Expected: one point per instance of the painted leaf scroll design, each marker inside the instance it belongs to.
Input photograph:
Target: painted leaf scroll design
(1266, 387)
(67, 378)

---

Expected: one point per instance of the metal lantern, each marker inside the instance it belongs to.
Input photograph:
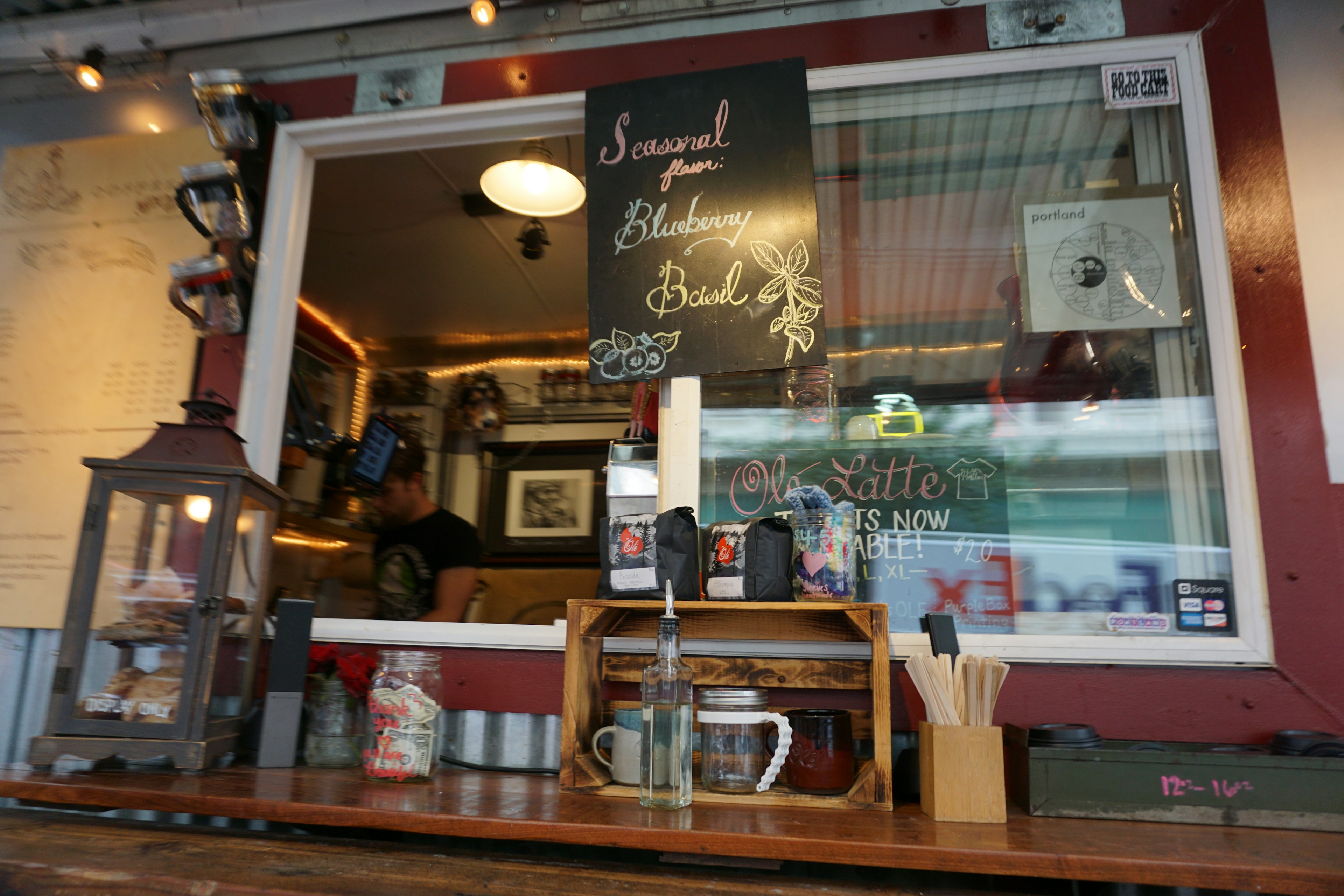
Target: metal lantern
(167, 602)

**Task:** Please count the lines above that contain the word "leaf", and reply with the number alone.

**Solution to the problem:** 2